Text-to-region grounding data:
☆ ☆ ☆ ☆ ☆
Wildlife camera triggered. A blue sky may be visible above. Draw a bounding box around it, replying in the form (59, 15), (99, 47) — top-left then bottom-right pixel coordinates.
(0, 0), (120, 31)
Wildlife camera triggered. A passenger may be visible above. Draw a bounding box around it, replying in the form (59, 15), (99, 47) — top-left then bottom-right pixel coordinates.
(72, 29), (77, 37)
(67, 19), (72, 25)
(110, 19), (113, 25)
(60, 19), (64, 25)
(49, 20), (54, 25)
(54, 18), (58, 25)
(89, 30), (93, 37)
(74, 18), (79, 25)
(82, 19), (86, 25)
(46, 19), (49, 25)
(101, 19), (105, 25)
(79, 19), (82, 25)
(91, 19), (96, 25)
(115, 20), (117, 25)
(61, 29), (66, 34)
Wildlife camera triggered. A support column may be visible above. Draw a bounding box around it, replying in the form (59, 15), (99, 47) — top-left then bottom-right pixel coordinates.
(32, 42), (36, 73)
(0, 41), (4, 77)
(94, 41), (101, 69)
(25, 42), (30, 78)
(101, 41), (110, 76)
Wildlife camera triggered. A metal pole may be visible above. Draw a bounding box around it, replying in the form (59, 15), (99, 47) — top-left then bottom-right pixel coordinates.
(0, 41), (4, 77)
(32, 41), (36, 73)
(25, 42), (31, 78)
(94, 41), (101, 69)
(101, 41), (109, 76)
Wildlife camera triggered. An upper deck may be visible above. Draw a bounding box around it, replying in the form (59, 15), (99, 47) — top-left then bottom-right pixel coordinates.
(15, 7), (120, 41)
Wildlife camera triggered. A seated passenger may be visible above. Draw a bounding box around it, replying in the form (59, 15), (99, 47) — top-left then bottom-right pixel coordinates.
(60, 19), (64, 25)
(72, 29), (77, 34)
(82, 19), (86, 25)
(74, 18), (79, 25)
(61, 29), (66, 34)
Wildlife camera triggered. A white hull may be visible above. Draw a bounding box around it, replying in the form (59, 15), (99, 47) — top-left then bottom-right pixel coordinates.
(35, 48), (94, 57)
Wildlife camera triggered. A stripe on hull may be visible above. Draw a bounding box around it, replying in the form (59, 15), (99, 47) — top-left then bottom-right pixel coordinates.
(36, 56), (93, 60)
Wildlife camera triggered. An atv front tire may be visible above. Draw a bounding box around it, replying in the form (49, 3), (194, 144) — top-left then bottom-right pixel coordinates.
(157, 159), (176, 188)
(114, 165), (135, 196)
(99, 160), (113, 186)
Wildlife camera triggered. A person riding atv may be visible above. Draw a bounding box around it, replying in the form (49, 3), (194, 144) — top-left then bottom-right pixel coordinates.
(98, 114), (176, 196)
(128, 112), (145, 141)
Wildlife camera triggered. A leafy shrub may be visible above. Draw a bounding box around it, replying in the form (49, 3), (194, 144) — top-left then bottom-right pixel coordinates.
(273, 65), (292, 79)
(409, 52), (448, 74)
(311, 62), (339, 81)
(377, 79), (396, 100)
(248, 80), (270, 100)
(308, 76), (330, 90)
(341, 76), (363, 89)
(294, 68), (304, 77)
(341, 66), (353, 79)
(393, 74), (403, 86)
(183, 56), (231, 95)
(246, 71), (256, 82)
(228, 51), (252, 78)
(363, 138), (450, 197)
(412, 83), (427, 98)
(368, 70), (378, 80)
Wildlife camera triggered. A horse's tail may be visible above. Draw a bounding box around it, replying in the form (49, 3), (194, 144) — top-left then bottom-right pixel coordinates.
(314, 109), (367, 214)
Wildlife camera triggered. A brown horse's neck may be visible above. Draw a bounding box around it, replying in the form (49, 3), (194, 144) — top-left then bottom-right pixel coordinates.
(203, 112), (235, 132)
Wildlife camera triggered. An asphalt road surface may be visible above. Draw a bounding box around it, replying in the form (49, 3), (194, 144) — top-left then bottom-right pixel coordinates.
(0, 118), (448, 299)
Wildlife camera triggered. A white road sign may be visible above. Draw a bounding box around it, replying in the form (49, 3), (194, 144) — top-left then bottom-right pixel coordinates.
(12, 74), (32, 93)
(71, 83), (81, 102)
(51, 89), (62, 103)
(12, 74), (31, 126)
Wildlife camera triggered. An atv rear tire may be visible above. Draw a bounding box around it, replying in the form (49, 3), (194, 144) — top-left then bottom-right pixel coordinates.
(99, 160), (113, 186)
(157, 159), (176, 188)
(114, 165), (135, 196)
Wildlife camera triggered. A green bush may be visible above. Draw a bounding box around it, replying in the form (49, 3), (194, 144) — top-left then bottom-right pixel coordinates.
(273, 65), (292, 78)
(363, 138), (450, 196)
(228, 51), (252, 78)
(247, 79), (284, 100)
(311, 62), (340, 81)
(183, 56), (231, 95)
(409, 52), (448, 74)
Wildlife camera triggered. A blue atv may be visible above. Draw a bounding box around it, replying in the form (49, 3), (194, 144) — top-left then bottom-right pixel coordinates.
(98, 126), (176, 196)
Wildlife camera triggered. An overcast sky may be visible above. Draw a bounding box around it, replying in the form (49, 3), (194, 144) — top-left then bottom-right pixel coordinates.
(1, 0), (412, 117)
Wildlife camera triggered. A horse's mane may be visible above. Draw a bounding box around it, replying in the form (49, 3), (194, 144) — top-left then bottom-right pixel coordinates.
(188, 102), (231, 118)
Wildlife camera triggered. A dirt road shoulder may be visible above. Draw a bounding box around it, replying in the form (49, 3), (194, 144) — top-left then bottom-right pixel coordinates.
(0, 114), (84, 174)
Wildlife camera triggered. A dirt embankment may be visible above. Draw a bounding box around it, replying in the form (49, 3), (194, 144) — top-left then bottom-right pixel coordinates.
☆ ☆ ☆ ☆ ☆
WHAT NEEDS TO BE DONE =>
Your answer should repeat every entry exactly.

REPLY TO THE EXERCISE =>
Wildlife camera triggered. A blue sky may be visible above. Draw a bounding box around it, replying in the form (59, 15), (99, 47) — top-left then bottom-right pixel coordinates.
(0, 0), (120, 31)
Wildlife camera triggered. A passenger may be visible above. Draw a bounding box around it, replying in the form (59, 15), (99, 47) — top-left then bottom-right pixel coordinates.
(72, 29), (77, 37)
(67, 19), (72, 25)
(110, 19), (113, 25)
(60, 19), (64, 25)
(49, 20), (54, 25)
(54, 18), (58, 25)
(89, 30), (93, 37)
(74, 18), (79, 25)
(82, 19), (86, 25)
(46, 19), (49, 25)
(101, 19), (105, 25)
(79, 19), (82, 25)
(91, 19), (96, 25)
(115, 20), (117, 25)
(61, 29), (66, 34)
Wildlife camera triggered. A support column may be visible above. Draw a bounding box around it, replying in the form (59, 15), (99, 47) — top-left then bottom-right pixel coordinates.
(32, 42), (36, 73)
(0, 41), (4, 77)
(94, 41), (101, 69)
(25, 42), (30, 78)
(101, 41), (110, 76)
Wildlife camera triggered. A metal pole may be visible above. Draw a bounding box around it, replying in the form (59, 15), (99, 47) — top-left then bottom-right pixel coordinates.
(0, 41), (4, 77)
(32, 41), (36, 73)
(25, 42), (31, 78)
(94, 41), (101, 69)
(101, 41), (109, 76)
Wildlife camera triggered. An upper deck may be visible above. Draw a bounding box around it, replying in the form (59, 15), (99, 47) — top-left then bottom-right pixel coordinates.
(15, 7), (120, 41)
Wildlife camera triggered. A seated passenger may be visible above. Draw a bounding box around it, replying in the form (59, 15), (99, 47) — top-left then bottom-right pixel coordinates.
(60, 19), (64, 25)
(72, 29), (77, 34)
(82, 19), (86, 25)
(74, 18), (79, 25)
(61, 29), (66, 34)
Wildlife camera triggered. A white hull may be visible above. Draw a bounding box around it, replying in the form (59, 15), (99, 47) — top-left then bottom-right pixel coordinates.
(35, 48), (94, 57)
Wildlife camera triggered. A stripe on hull may be visible above. Draw a bounding box around it, replying in the form (59, 15), (99, 47) — top-left then bottom-right pixel coordinates.
(36, 56), (93, 60)
Wildlife camera triggered. An atv front tire may be visible above. Draw a bounding box around it, replying in the form (49, 3), (194, 144) — top-left then bottom-right pixel coordinates.
(157, 159), (176, 188)
(114, 165), (135, 196)
(99, 160), (113, 186)
Wildlife camera triggered. A person riding atv may be visible above. Draw a bounding box around it, replying in the form (49, 3), (194, 144) — top-left then bottom-right pixel coordinates.
(98, 114), (176, 196)
(128, 112), (145, 141)
Wildlife camera triggered. A leafy shrub may be visible above. Draw a bounding box around it, replying in the form (49, 3), (194, 144) — top-left then bottom-right pixel coordinates.
(273, 65), (292, 79)
(409, 52), (448, 74)
(311, 62), (339, 81)
(377, 79), (396, 100)
(248, 80), (270, 100)
(308, 76), (330, 90)
(341, 76), (363, 89)
(294, 68), (304, 77)
(341, 66), (353, 79)
(393, 74), (403, 86)
(183, 56), (231, 95)
(246, 71), (256, 82)
(228, 51), (252, 78)
(363, 138), (450, 197)
(412, 83), (427, 98)
(368, 70), (378, 80)
Wildlife camera triggered. A horse's tail may be visible above. Draw a bounding box around it, replying in the form (49, 3), (194, 144) — top-left then bottom-right pixel coordinates.
(314, 109), (367, 214)
Wildlife camera triggered. A brown horse's neck may be visible above. Draw a bounding box around it, replying in the form (49, 3), (194, 144) — top-left then bottom-right pixel coordinates.
(203, 112), (235, 132)
Wildlife camera triggered. An asphalt road surface may be visible above. Draw a bounding box around it, replying in the form (49, 3), (194, 144) — top-left then bottom-right pixel coordinates.
(0, 118), (448, 299)
Wildlife camera triggered. A white road sign may be visible above. Draw a bounding box around it, replying in the form (49, 3), (194, 144) — top-left then bottom-right pixel coordinates.
(12, 74), (32, 93)
(71, 83), (81, 102)
(51, 89), (62, 103)
(12, 74), (31, 126)
Wildlife camera triggered. An atv rear tire may be visible above. Draw a bounding box around it, replying in the form (49, 3), (194, 144) — top-left then bottom-right pixel coordinates.
(99, 160), (113, 186)
(157, 159), (176, 188)
(114, 165), (135, 196)
Wildlife camera triggered. A green bush may be visible above. Draw a bounding box around it, replying in the form (49, 3), (194, 144) — top-left then bottom-right pixel coordinates.
(273, 65), (292, 78)
(363, 138), (450, 196)
(228, 51), (252, 78)
(247, 79), (284, 100)
(311, 62), (340, 81)
(183, 56), (231, 95)
(409, 52), (448, 74)
Wildlife camera triggered. A blue atv may be visible above. Draw a bounding box around it, replying in the form (49, 3), (194, 144) — top-left then bottom-right pixel coordinates.
(98, 126), (176, 196)
Wildlife camera triggered. An overcast sky may be visible above. Draw a bounding box around it, replying in the form (49, 3), (194, 144) — top-left then bottom-right pixel coordinates.
(1, 0), (412, 117)
Wildlife camera triggered. A horse's mane may be visible above. Draw a bounding box around it, replying in the form (49, 3), (194, 144) — top-left then bottom-right pixel coordinates.
(188, 102), (231, 118)
Wildlife camera triggered. A dirt road shoulder may be visible above. Draw a bounding box around it, replying in the form (49, 3), (194, 144) — top-left then bottom-right pixel coordinates.
(0, 114), (84, 174)
Wildlife camera triggered. A dirt embankment may be visible above. Draw a bounding box around it, replying in the form (49, 3), (194, 144) — top-left then bottom-right pixel coordinates.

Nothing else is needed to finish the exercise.